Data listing
— Start —

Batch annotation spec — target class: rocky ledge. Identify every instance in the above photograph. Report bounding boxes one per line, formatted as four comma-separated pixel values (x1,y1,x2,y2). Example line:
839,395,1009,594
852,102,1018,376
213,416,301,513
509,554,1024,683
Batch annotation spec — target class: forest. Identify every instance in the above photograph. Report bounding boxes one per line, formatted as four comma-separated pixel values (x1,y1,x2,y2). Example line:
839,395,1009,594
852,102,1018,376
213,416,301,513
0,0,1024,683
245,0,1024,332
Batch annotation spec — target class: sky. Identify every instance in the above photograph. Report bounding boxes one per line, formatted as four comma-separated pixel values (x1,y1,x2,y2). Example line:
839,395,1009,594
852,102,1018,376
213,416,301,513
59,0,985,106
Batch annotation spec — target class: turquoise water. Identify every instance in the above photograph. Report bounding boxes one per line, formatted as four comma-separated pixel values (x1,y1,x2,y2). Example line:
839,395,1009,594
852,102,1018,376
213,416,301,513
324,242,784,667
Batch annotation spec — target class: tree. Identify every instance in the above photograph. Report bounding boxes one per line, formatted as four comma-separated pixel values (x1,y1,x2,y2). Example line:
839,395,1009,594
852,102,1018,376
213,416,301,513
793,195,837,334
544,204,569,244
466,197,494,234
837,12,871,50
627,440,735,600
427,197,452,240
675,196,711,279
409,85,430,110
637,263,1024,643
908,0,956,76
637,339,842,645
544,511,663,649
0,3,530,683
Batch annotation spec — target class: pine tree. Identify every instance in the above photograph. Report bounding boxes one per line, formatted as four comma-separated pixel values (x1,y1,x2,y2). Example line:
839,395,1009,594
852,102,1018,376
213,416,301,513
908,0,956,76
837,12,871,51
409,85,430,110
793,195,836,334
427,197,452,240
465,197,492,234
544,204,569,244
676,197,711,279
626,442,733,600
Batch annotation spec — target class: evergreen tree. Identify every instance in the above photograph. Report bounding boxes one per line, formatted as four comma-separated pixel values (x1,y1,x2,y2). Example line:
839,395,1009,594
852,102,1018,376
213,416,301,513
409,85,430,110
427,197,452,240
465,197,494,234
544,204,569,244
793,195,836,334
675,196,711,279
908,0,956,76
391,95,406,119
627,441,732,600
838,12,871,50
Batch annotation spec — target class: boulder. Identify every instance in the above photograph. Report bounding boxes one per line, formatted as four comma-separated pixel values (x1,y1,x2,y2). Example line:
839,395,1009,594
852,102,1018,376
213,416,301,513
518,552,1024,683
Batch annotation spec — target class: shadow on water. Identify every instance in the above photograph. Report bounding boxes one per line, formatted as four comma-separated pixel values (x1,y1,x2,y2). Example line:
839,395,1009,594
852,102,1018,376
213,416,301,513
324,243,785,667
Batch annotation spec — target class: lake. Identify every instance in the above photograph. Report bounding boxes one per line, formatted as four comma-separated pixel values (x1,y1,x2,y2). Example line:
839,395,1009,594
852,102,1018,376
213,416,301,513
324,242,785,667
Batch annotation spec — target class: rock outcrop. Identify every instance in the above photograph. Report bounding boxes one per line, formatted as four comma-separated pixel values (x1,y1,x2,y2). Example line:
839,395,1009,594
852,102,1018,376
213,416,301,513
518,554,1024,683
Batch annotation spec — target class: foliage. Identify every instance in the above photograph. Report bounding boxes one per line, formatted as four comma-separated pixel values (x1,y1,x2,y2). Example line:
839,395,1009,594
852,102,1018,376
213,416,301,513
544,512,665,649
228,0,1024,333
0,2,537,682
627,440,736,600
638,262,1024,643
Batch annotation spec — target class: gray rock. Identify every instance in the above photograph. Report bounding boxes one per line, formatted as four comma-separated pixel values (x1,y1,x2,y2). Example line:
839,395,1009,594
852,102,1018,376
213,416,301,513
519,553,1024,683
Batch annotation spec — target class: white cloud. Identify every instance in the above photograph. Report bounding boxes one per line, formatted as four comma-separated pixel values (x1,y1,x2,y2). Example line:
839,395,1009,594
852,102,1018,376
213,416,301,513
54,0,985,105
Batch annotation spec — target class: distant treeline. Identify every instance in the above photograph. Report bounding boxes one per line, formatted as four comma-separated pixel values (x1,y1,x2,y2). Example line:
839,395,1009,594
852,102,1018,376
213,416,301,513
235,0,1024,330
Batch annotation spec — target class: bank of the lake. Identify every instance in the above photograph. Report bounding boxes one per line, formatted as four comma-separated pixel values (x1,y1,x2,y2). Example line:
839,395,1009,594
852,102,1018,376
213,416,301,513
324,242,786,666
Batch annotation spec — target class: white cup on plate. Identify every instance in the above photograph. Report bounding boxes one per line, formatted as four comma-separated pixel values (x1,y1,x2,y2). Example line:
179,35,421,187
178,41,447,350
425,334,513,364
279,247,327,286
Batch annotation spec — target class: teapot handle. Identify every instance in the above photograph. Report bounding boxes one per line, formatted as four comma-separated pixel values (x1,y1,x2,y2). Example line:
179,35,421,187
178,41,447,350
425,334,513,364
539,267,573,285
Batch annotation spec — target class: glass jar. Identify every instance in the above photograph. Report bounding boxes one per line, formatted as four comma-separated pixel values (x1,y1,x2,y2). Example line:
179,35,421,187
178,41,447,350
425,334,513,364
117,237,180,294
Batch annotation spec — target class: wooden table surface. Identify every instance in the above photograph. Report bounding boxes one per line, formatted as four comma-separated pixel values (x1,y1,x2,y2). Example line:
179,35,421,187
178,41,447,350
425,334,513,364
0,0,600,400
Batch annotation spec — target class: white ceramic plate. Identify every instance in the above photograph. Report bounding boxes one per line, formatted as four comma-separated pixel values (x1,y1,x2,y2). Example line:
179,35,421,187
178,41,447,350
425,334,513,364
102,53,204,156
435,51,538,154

— End —

◆ GIVEN EXERCISE
Rewrite the data starting at the line that contains "Batch annotation spec — target class: forest." and ending at the line that contains "59,0,985,106", offsetting each answer bounding-box coordinate by adding 114 and copying every other line unchanged.

◆ CORRECT RESULT
Batch annotation spec — target class: forest. Identify every instance in the above photograph. Report bounding boxes one per line, formatted as four comma-separated pixel values (x1,y1,x2,y2). Example line:
839,395,1009,594
852,102,1018,376
213,416,301,513
114,114,1138,797
359,114,1138,446
Batch annotation spec — target class: sky. Identify every instance in the above photograph. Report bounding boxes one per line, formatted as four comma-separated pixel values (x1,y1,x2,y2). Example line:
839,395,1009,594
852,102,1018,376
213,416,301,513
173,114,1099,220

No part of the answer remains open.